The four hours went quickly because, at that point, I had never been on a four-hour Zoom call. She did some lovely meditations. Once we did some connecting to ourselves, we were also calling in what are some of our intentions were for 2023. The part that we wanted to focus a little bit more on is what she put in this that I haven’t seen ever in a workshop before. Your cameras are not on for this, but you did some connecting with your hands and your heart to your vagina.

This isn’t a new concept for me. It’s something that I’ve been learning when I went through my coaching program. The term is called de-armoring. I’m a bodyworker and there are trigger points in someone’s muscles. They’ve been planned out that, as a person, you can find there are four trigger points on an upper and there are different trigger points on different parts, but she’s saying these hard muscles, they’re contracted and stuck in a contracted fashion.

* Dataset extract *
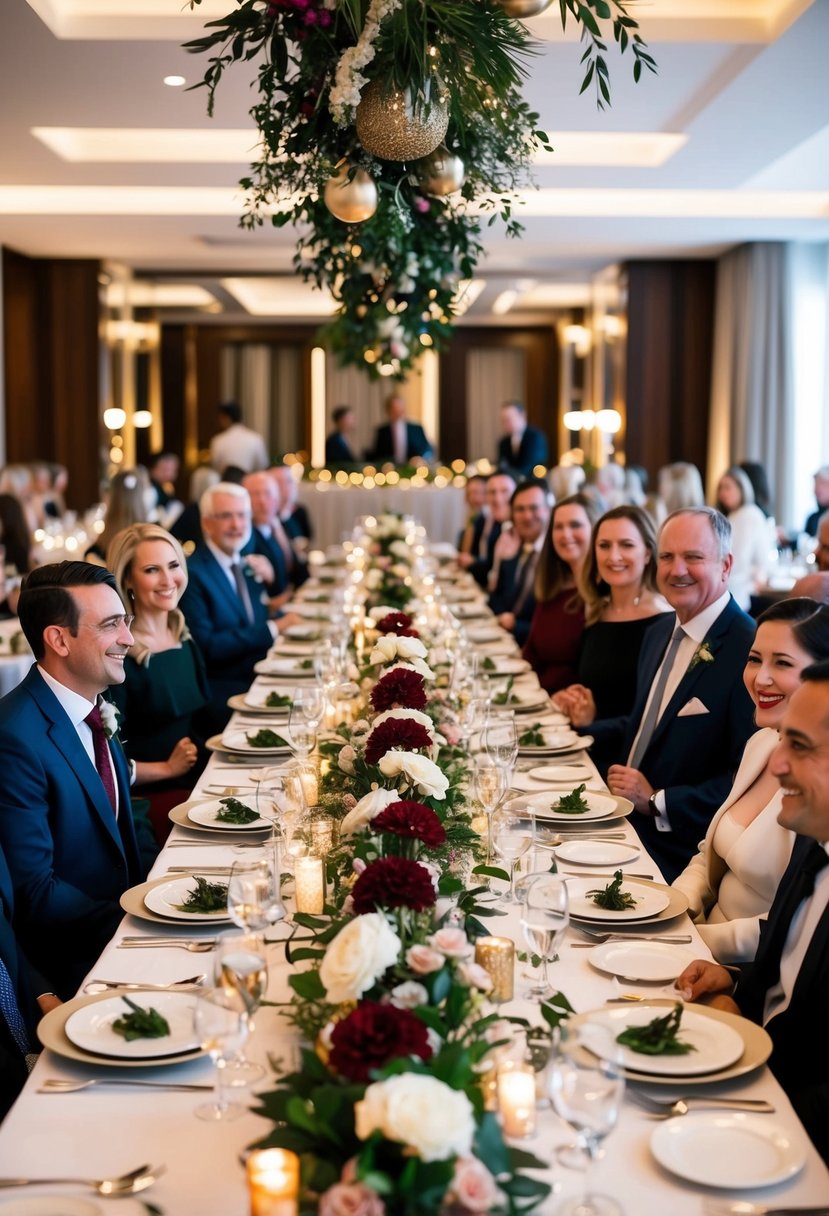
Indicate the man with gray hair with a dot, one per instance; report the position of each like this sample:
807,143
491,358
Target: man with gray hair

* Action item *
Answer these questions using the passage about the Zoom workshop:
1. How long was the Zoom call?
2. For which year were the intentions called in?
3. What term did the speaker learn in the coaching program?
The listing has nothing to do with the text.

* Written answer *
1. Four hours.
2. 2023.
3. De-armoring.